TASKS AND EXERCISES:
A: Decide whether each statement agrees with the text on conspiracy narratives below. Answer yes or no for each, and quote the deciding words from the text exactly. (i) People often subscribe to conspiracy stories while in some kind of personal crisis. (ii) "QAnon" is listed among the narratives that call for degrading others or proclaim an apocalyptic threat. (iii) Conspiracy narratives place the blame for what went wrong in one's life on the believer.
B: Transcribe the part of the text on conspiracy narratives that starts at "Possible Indicators for" and continues up to and including "killing of children.".

TEXT:
A psychological perspective on ‚Conspiracy narratives fostering anti-government sentiment‘. (Page 11)
Alexander Ritzmann is a senior adviser with the Counter Extremism Project (CEP) and the RAN
People who believe in conspiracy narratives are often trying to fix a problem. In many cases, they are in some kind of personal crisis (e.g. financial debt, reputation loss, job loss, partner loss) when they subscribe to stories claiming for example that a small “hidden (Jewish) elite” is running the world, that “white people” are being systematically replaced or that Bill Gates is using the COVID 19 pandemic to put microchips in peoples´ bodies to control them. Most conspiracy narratives also promise a caring community, belonging, safety, a status upgrade, adventure and often even heroism. Simply put: People believe in conspiracy narratives to feel better. They promise an essential upgrade to the (subjective) status quo to the “believer”. And they put the blame of what went wrong in one´s lives on someone else, which can be quite liberating.
Conspiracy narratives that are of particular relevance for P/CVE practitioners and policy makers are those that call for the degrading of others or are proclaiming an existential, apocalyptic threat that justifies or even mandates violence. The “Great Replacement”, “QAnon”, the “War against Islam” and “protect the children/vaccines kill children” fall in this category.
Possible Indicators for potential violence are:
“Upgrading by downgrading”: The promised status upgrade of the “believer” is based on the degradation or dehumanization of “the others” (out-group)
“The end is near”: The “believers” are facing supposedly existential, apocalyptic threats by out-groups
-“Moral outrage”: Unbearable crimes are supposedly being committed by out-groups, e.g. the abuse or killing of children.

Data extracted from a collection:
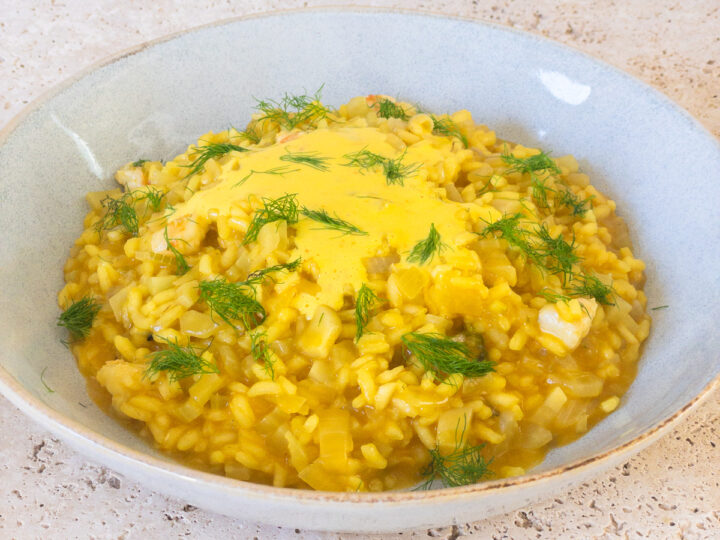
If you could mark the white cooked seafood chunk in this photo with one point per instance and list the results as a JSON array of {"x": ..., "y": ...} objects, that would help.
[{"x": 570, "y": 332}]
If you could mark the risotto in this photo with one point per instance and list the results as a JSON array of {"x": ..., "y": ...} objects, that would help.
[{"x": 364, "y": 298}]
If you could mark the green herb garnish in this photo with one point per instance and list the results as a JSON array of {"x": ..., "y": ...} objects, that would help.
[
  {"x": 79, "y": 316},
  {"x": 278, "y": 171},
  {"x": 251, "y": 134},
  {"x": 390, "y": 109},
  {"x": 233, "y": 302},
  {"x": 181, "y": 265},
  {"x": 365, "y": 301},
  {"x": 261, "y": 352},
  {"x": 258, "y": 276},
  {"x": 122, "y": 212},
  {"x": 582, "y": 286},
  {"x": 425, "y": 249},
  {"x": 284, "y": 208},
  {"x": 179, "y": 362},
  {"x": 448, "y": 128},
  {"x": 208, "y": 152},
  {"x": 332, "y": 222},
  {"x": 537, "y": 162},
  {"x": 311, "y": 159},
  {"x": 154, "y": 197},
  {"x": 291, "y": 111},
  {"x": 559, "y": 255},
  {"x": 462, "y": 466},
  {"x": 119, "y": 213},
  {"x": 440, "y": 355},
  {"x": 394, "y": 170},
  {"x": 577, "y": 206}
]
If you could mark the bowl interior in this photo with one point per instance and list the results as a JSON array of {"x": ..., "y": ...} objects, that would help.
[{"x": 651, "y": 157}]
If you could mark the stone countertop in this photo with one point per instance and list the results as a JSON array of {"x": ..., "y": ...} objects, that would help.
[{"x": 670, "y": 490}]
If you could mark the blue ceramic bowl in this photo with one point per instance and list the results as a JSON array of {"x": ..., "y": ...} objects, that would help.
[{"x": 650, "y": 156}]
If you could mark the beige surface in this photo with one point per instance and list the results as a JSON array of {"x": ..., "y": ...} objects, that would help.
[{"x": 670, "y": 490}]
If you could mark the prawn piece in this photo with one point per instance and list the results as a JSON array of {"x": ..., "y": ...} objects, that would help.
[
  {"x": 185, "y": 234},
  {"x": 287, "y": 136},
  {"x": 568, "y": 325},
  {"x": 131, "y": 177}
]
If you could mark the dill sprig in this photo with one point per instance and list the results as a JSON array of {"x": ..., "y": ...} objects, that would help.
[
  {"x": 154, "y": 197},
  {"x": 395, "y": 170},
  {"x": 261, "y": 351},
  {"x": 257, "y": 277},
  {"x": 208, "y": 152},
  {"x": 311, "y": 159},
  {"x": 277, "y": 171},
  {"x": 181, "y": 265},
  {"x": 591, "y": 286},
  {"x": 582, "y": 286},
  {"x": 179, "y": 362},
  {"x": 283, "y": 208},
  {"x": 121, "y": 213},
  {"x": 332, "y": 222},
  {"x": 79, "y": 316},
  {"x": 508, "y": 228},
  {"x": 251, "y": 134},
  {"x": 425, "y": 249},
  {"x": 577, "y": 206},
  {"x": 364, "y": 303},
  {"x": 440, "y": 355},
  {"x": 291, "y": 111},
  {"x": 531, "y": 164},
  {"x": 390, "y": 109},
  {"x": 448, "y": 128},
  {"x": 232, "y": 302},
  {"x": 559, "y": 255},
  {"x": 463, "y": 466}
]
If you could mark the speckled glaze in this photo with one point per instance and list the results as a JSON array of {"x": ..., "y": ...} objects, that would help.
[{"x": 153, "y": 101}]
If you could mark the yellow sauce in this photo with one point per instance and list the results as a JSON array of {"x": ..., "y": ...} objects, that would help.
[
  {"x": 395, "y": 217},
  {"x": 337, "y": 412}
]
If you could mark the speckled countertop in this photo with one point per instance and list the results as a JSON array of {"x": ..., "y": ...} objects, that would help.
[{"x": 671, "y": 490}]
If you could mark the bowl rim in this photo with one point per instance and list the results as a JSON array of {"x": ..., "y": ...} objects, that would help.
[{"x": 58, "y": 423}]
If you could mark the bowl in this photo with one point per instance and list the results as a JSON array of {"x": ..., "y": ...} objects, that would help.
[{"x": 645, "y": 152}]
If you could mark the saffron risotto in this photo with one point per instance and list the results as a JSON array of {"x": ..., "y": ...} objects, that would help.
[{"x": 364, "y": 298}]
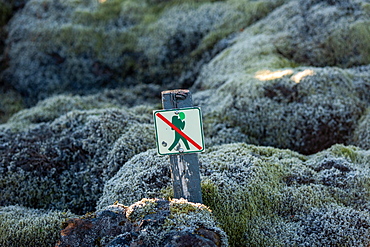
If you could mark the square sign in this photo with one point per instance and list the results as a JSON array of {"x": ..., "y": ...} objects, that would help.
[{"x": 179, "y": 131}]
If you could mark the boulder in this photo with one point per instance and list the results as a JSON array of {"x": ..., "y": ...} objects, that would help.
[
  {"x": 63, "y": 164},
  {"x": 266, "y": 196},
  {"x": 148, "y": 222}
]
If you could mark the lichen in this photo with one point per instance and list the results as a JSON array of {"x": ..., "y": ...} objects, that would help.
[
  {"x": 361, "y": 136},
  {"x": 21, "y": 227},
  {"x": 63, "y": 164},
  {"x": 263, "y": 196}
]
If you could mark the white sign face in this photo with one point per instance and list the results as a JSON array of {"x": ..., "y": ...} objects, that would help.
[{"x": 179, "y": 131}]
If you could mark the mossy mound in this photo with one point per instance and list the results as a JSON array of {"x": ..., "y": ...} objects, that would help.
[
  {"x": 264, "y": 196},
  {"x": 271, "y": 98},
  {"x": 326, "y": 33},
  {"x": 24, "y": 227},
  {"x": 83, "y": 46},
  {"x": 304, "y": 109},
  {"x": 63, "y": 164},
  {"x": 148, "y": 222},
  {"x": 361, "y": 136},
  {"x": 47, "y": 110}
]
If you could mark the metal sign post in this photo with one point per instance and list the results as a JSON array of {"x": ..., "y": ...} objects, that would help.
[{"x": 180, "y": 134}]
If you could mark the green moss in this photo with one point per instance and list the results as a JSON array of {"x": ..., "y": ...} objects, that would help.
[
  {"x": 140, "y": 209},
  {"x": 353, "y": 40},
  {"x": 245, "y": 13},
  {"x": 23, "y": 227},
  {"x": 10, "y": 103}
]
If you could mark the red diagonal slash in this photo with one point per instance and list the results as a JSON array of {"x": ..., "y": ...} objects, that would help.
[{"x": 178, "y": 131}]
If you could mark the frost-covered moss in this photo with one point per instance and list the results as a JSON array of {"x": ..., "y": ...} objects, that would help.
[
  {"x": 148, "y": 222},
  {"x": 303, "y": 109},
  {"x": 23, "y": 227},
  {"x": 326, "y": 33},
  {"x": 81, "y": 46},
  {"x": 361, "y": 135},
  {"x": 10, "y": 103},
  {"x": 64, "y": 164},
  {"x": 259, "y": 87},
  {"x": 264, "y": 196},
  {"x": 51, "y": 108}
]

ANSWERS:
A:
(i) Yes: "In many cases, they are in some kind of personal crisis (e.g. financial debt, reputation loss, job loss, partner loss) when they subscribe to stories"
(ii) Yes: "The “Great Replacement”, “QAnon”, the “War against Islam” and “protect the children/vaccines kill children” fall in this category."
(iii) No: "And they put the blame of what went wrong in one´s lives on someone else"

B:
Possible Indicators for potential violence are:
“Upgrading by downgrading”: The promised status upgrade of the “believer” is based on the degradation or dehumanization of “the others” (out-group)
“The end is near”: The “believers” are facing supposedly existential, apocalyptic threats by out-groups
-“Moral outrage”: Unbearable crimes are supposedly being committed by out-groups, e.g. the abuse or killing of children.